RECORDS SUPPLIED -

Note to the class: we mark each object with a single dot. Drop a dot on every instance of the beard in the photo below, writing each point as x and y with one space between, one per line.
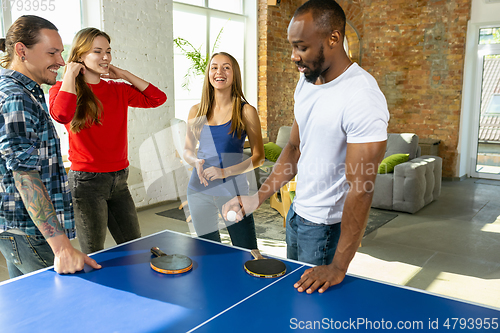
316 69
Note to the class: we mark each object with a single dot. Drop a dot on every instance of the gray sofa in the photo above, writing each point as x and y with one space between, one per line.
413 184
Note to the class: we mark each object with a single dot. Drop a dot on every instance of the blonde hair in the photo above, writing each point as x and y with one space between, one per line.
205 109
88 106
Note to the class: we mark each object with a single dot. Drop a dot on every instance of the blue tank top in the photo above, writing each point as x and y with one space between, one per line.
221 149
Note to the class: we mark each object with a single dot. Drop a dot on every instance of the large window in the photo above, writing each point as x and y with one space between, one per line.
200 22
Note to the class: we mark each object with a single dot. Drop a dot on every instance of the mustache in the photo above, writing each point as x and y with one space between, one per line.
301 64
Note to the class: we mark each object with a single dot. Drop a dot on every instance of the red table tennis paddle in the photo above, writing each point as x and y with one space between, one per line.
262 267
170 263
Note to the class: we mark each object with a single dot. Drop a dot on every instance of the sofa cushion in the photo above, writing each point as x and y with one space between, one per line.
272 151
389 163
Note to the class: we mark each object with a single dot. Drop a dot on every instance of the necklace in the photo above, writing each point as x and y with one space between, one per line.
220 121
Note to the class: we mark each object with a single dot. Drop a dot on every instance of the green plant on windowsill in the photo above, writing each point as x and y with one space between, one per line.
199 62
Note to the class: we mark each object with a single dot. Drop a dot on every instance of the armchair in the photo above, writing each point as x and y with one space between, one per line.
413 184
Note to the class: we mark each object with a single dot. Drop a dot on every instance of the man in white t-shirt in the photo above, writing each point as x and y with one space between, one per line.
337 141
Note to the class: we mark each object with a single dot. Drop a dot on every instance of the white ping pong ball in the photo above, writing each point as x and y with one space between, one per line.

REQUIREMENTS - Express all of the lines above as a Markdown table with the columns "No." and "Line," one numbered row per line, leaving out blank lines. Leave out the pictures.

COMPLETE OUTPUT -
| No. | Line |
|---|---|
| 1 | Note to the class: we mark each object with a single dot. Drop a dot on every instance of the beard in the photo below, writing each point as x and y with one space between, one per line. |
| 2 | 316 69 |
| 3 | Note to the class: we mark each object with a single dot. Drop a dot on every instance of the gray sofa in the photo above, writing each point as x and y with one space between, one per line. |
| 4 | 413 184 |
| 5 | Note to the class: we mark each object with a single dot. Drop a dot on every instance of the blonde hair in the photo above, writing each point as x and y with one space between, one per line. |
| 6 | 205 109 |
| 7 | 88 106 |
| 8 | Note to the class: we mark each object with a single dot. Drop a dot on every instance of the blue tank top in the photo above, writing each point as x and y with one space between, one per line. |
| 9 | 221 149 |
| 10 | Note to the class: we mark each object with a single dot. Drop a dot on every instance of the large window in the photo above, writing each point as x and y with one space between, one per line. |
| 11 | 200 22 |
| 12 | Note to the class: we mark each object with a single dot. Drop a dot on every instance of the mustache in the photo above, writing each point as x and y with one space between, one per line. |
| 13 | 301 64 |
| 14 | Note to the class: we mark each object with a single dot. Drop a dot on every instance of the red table tennis paddle in the photo above, writing each point as x and y with one space between, one per line. |
| 15 | 262 267 |
| 16 | 170 263 |
| 17 | Note to the class: we mark each object with a single dot. Drop a dot on every instance of the sofa cushion in the photo above, writing each point as x and y with one space between, one per line. |
| 18 | 272 151 |
| 19 | 389 163 |
| 20 | Note to the class: we mark each object with a single dot. Drop a dot on every instance of the necklace in the photo above, writing each point as x and y with one space between, one per line. |
| 21 | 220 121 |
| 22 | Note to the class: we mark each object with a single dot. Drop a dot on every instance of the green plant on windowsill in the photo above, writing each point as x and y with one space between, one per line. |
| 23 | 199 62 |
| 24 | Note to the class: we mark each object with a single dot. Drop a dot on every instance of the armchair in the photo above, writing each point as x and y with one space between, one per line. |
| 25 | 413 184 |
| 26 | Note to the class: we mark each object with a single dot. Drop a dot on every instance of the man in white t-shirt in the photo above, writing each point as x and y with one space between, one per line. |
| 27 | 337 141 |
| 28 | Note to the class: we mark each object with a single dot. Drop a dot on every instance of the white ping pong ball in the photo above, writing each point as x and y with one space between, one per line. |